Pablo Bezerra Luciano*
A 1ª Seção do Superior Tribunal de Justiça (STJ), em 22 de agosto de 2018, ao julgar os recursos especiais repetitivos nº 1.720.805 e 1.648.305 por maioria de 5 a 4, entendeu que o acréscimo de 25% ao valor da aposentadoria por invalidez ao segurado que necessita da assistência permanente de outra pessoa de que trata o art. 45 da Lei nº 8.123, de 24 de julho de 1991, deveria ser estendido a todas as demais modalidades de aposentadoria. Na ocasião, conforme dá conta notícia veiculada no sítio do STJ¹, prevaleceu o entendimento da Ministra Regina Helena Costa: “Não podemos deixar essas pessoas sem amparo”. Além desse argumento extrajurídico de comiseração, quem presenciou a sessão de julgamento relata que a isonomia foi evocada para a ampliação do rol de beneficiários do acréscimo e, para a maioria prevalecente, tratar-se-ia de prestação de natureza assistencial, o que seria suficiente para afastar a necessidade de indicação e fonte de custeio.
Uma decisão como essa, sobretudo porque dada pelo STJ, o tribunal que teria a função de resguardar o respeito à lei federal, e em sede de recurso especial, deveria ser daquelas a causar intensa sensação de choque e incredulidade na comunidade jurídica brasileira. Deveríamos todos perguntar: “como uma decisão como essa foi possível?”. Mas não será assim. Pelo contrário, não faltarão comentários e artigos louvaminheiros que destacarão o humanismo da decisão, na compreensão de que, em tempos de neoconstitucionalismo, a letra fria da lei seria insuficiente para a moderna compreensão do Direito. Afinal, dirão retoricamente: “o dogma da onipotência do legislador foi superado há muito tempo!”.
Leia também
Não haverá repúdio ao entendimento do STJ porque no Direito Brasileiro, há bastante tempo, tornou-se dogma afirmar que todos os juízos e tribunais podem exercer “controle de constitucionalidade”² pela via incidental ou difusa.

=-=-=-=-=

EXERCÍCIO CURTO:
Extraia do texto sobre a decisão do STJ, palavra por palavra, a parte que começa em "Leia também" e termina em "incidental ou difusa.". A listagem não é necessária para nada aqui.

=-=-=-=-=

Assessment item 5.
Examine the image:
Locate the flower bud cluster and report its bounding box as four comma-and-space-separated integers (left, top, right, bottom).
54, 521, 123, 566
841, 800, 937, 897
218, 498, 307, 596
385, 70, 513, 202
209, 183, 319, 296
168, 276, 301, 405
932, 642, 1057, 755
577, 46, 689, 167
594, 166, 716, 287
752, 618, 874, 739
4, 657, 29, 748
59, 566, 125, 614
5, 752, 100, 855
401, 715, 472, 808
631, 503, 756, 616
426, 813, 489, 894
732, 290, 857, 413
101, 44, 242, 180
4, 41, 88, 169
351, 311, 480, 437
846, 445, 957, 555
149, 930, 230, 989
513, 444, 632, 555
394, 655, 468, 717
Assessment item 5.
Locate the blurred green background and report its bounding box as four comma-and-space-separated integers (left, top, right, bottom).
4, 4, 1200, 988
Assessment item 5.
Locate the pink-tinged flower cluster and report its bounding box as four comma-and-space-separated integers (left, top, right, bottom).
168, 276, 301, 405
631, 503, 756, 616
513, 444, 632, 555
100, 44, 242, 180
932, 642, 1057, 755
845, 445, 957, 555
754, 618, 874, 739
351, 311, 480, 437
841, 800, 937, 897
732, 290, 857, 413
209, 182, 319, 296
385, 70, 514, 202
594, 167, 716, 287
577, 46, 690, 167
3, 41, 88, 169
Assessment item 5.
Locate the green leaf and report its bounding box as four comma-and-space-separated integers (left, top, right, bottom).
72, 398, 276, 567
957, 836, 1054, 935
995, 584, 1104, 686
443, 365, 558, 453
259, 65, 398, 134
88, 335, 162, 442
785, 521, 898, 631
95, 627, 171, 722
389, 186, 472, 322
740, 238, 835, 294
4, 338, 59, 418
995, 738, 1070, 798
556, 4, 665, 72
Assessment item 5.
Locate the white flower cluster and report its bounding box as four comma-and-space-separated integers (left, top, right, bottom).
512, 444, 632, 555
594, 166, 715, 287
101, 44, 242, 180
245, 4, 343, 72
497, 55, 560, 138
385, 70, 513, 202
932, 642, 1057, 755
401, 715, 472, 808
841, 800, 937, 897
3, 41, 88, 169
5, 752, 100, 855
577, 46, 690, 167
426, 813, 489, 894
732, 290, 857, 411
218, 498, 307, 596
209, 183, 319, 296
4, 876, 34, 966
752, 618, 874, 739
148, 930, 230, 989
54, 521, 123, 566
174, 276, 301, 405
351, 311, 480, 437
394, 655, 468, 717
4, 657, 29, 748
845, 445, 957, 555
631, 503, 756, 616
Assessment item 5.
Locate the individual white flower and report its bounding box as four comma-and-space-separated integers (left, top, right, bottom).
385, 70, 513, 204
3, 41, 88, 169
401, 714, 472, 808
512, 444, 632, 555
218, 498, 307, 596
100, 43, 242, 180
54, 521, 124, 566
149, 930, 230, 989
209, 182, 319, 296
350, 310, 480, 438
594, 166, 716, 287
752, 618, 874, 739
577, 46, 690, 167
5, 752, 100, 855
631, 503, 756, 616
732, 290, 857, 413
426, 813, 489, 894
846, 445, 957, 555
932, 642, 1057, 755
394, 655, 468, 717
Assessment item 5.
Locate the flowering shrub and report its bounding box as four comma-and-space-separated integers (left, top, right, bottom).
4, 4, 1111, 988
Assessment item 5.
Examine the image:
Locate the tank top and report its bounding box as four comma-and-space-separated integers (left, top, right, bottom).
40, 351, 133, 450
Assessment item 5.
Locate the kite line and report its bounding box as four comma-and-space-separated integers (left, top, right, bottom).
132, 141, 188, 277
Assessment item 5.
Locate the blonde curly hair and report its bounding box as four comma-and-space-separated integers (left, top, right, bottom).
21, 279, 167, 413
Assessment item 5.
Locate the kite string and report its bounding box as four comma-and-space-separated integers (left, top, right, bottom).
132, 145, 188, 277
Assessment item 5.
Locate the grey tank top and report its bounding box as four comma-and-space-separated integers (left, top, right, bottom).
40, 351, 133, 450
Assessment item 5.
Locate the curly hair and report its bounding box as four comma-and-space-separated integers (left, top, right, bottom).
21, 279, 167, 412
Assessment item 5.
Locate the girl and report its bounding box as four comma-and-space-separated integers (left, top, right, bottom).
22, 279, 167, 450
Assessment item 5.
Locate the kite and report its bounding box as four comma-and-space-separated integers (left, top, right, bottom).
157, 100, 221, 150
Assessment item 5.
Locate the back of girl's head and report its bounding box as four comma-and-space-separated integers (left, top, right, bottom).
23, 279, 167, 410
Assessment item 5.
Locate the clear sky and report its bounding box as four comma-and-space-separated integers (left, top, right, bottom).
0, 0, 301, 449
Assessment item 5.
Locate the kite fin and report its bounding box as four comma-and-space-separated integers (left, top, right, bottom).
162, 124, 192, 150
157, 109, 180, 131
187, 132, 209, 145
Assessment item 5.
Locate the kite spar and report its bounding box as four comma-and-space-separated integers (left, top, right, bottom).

=-=-=-=-=

RESPOSTA CORRETA:
Leia também
Não haverá repúdio ao entendimento do STJ porque no Direito Brasileiro, há bastante tempo, tornou-se dogma afirmar que todos os juízos e tribunais podem exercer “controle de constitucionalidade”² pela via incidental ou difusa.